▶ _To do_: Only one portion of the data is to be written out: from the line bearing "positive clicks: (230, 31)" through the line bearing "negative clicks: (161, 53) (311, 83)". Write it exactly as it appears.

***** Given data *****

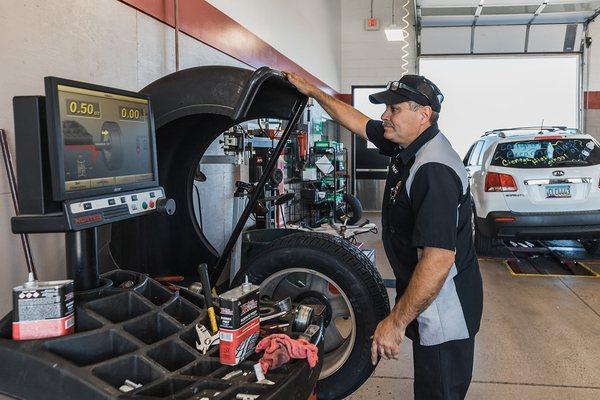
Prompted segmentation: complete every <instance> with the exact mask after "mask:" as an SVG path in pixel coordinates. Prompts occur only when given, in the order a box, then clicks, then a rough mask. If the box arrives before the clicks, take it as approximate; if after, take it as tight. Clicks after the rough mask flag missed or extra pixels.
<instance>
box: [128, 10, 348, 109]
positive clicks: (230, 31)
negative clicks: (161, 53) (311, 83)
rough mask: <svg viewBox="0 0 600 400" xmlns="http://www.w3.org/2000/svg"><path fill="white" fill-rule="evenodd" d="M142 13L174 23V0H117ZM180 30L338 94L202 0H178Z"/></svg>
mask: <svg viewBox="0 0 600 400" xmlns="http://www.w3.org/2000/svg"><path fill="white" fill-rule="evenodd" d="M120 1H121V2H122V3H125V4H127V5H129V6H131V7H133V8H135V9H137V10H139V11H141V12H143V13H144V14H148V15H150V16H151V17H153V18H156V19H157V20H159V21H161V22H164V23H165V24H167V25H170V26H172V27H174V26H175V13H174V0H120ZM178 8H179V30H180V31H181V32H184V33H185V34H187V35H189V36H191V37H193V38H195V39H197V40H199V41H201V42H202V43H204V44H207V45H208V46H211V47H213V48H215V49H217V50H219V51H221V52H222V53H225V54H227V55H229V56H231V57H233V58H235V59H236V60H239V61H241V62H243V63H245V64H248V65H250V66H251V67H254V68H259V67H262V66H264V65H266V66H268V67H271V68H274V69H278V70H282V71H291V72H295V73H297V74H299V75H301V76H302V77H304V78H305V79H307V80H308V81H310V82H312V83H313V84H315V85H316V86H318V87H319V88H321V89H322V90H324V91H325V92H326V93H329V94H330V95H333V96H335V97H339V93H338V92H337V91H335V90H334V89H332V88H331V87H330V86H329V85H327V84H326V83H324V82H323V81H321V80H320V79H318V78H317V77H315V76H314V75H312V74H311V73H310V72H308V71H306V70H305V69H304V68H302V67H301V66H299V65H298V64H296V63H295V62H293V61H292V60H290V59H289V58H287V57H286V56H284V55H283V54H281V53H280V52H279V51H277V50H276V49H275V48H274V47H272V46H271V45H270V44H268V43H267V42H265V41H264V40H262V39H261V38H259V37H258V36H256V35H255V34H253V33H252V32H250V31H249V30H248V29H246V28H244V27H243V26H242V25H240V24H239V23H238V22H236V21H235V20H233V19H232V18H230V17H228V16H227V15H226V14H224V13H223V12H221V11H220V10H219V9H217V8H216V7H214V6H212V5H211V4H209V3H208V2H206V1H205V0H179V4H178Z"/></svg>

*****

▶ _Answer box_:
positive clicks: (230, 31)
negative clicks: (161, 53) (311, 83)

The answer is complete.